Exercise instructions -
Copy all the material that follows, keeping every character the same.

-- Start --

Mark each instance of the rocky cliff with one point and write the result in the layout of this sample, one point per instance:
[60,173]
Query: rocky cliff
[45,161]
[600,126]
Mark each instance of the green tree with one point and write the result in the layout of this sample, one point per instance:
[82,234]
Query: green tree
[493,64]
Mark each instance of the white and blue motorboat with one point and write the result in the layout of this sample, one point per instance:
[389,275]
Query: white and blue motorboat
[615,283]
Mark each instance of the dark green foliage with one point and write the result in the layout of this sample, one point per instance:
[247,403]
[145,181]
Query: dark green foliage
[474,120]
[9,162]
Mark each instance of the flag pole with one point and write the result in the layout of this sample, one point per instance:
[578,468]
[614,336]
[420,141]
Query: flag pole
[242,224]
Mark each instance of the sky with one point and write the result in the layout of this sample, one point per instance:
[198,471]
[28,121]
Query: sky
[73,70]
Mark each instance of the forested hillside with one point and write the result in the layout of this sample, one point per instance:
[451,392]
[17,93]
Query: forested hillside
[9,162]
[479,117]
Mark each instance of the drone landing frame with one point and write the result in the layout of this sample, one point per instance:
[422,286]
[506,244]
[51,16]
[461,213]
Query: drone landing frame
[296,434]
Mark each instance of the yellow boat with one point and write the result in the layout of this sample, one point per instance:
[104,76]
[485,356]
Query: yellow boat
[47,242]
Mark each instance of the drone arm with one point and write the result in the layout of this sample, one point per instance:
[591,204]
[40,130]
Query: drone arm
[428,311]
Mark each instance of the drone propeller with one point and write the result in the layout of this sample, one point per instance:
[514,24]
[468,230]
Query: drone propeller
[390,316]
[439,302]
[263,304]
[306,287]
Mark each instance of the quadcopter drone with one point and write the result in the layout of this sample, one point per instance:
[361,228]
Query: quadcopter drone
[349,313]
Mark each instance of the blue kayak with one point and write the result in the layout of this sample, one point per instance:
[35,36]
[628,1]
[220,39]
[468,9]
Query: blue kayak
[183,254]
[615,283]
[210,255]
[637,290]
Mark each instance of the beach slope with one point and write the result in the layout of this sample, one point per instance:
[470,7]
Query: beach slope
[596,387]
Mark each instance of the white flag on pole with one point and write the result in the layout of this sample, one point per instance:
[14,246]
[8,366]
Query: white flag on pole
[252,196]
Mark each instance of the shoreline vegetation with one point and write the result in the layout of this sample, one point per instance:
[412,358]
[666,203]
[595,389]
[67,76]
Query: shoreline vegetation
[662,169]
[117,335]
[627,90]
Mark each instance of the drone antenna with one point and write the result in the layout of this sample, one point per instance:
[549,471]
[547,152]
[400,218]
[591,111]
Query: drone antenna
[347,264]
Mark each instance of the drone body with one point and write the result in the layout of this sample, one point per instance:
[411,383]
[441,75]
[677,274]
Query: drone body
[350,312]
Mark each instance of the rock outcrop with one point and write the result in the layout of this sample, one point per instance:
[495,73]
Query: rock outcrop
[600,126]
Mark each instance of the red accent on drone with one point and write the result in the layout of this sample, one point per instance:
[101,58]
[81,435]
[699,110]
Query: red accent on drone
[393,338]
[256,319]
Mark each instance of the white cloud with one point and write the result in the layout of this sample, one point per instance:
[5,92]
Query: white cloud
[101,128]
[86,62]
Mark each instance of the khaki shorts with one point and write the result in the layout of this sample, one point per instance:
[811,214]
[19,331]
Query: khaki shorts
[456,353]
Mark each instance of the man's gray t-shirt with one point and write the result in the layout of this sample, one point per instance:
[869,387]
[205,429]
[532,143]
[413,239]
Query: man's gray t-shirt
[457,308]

-- End --

Output below -
Mark each instance of the rocky cliff with one point and write the result in the layout of this sample, one point per instance:
[60,173]
Query: rocky cliff
[45,161]
[600,126]
Mark each instance of the green tree with one point and write the result in the layout of this sample, one point per instance:
[82,234]
Query: green tree
[493,64]
Mark each instance of the white and blue motorboat with one point and write the result in the layout of this sample, one point per instance:
[389,275]
Query: white and blue motorboat
[615,283]
Mark each instance of the dark green foliage with one point and write the result in the layout of this sample, one point per instance:
[247,403]
[145,181]
Query: dark green foliage
[474,120]
[9,162]
Mark each instance of the flag pole with one point and write the result in the layout of this sample, one point per instance:
[578,468]
[614,336]
[420,141]
Query: flag pole
[242,224]
Mark each instance of the sky with one point and write the result in the layout of this sample, one point per instance:
[198,471]
[28,121]
Query: sky
[73,70]
Mark each instance of the forested hillside with one point and write the result in the layout of this sample, one point per instance:
[451,392]
[17,93]
Query: forested hillside
[9,162]
[479,117]
Mark each instance of the drone landing frame with one point and write the result in the layout of this sample, one point per instance:
[422,286]
[506,244]
[51,16]
[461,213]
Query: drone landing frame
[296,434]
Mark each instance of the yellow boat with one point and write the result in the layout of this sample, one point per instance:
[104,76]
[485,356]
Query: yellow boat
[47,242]
Mark each instance of the drone arm with one point and write the result in the layout of this sample, one point per instance:
[591,204]
[40,130]
Query: drone arm
[428,311]
Mark each instance of the drone propeller with one point and write the result in the layout of this sample, one point per instance:
[514,24]
[468,230]
Query: drone propeller
[390,316]
[439,302]
[263,304]
[306,287]
Mark each instance of the quadcopter drone with one point and write the result in the layout of this sample, one point per instance:
[361,228]
Query: quadcopter drone
[349,313]
Mark each instance of the blue kayak with one point and write the result in the layout of this sample, one point per instance:
[35,36]
[628,1]
[220,39]
[468,9]
Query: blue kayak
[183,254]
[615,283]
[210,255]
[637,290]
Mark each instance of the beach slope with one point and write the result in the layout of this sample, one point per instance:
[470,7]
Query: beach slope
[596,387]
Mark each instance of the white flag on pole with one point and write the result in the layout of this sample, one point per instance:
[14,246]
[8,366]
Query: white flag on pole
[252,196]
Mark each instance of the shoreline vegetation with one point and write the result in the layout of this sample, one point per instance:
[412,358]
[666,203]
[595,389]
[67,76]
Query: shoreline vegetation
[662,169]
[117,335]
[627,90]
Mark each instance of the drone antenna with one point and write the result in the layout of this sample, one point per instance:
[549,471]
[547,152]
[400,218]
[591,111]
Query: drone antenna
[347,264]
Mark each instance of the drone body with one point and write the result in the layout of this sample, one point per instance:
[411,383]
[441,75]
[677,274]
Query: drone body
[350,312]
Mark each instance of the rock outcrop with one point and write the result in the layout of this sample, one point per instance:
[495,73]
Query: rock outcrop
[600,126]
Mark each instance of the red accent on drone with one point and write the result in the layout of this sample, one point per instance:
[101,58]
[81,435]
[699,110]
Query: red accent on drone
[393,338]
[256,319]
Mark each instance of the white cloud with one point and write the result in the layout of this sample, one point per instance:
[5,92]
Query: white cloud
[101,128]
[86,62]
Mark each instance of the khaki shorts with one point and write the result in the layout of this sample, one point per instance:
[811,214]
[19,331]
Query: khaki shorts
[456,353]
Mark each instance of the man's gray t-shirt with one point and write the result in the layout of this sample, one point per instance:
[869,387]
[205,429]
[532,143]
[413,239]
Query: man's gray t-shirt
[457,308]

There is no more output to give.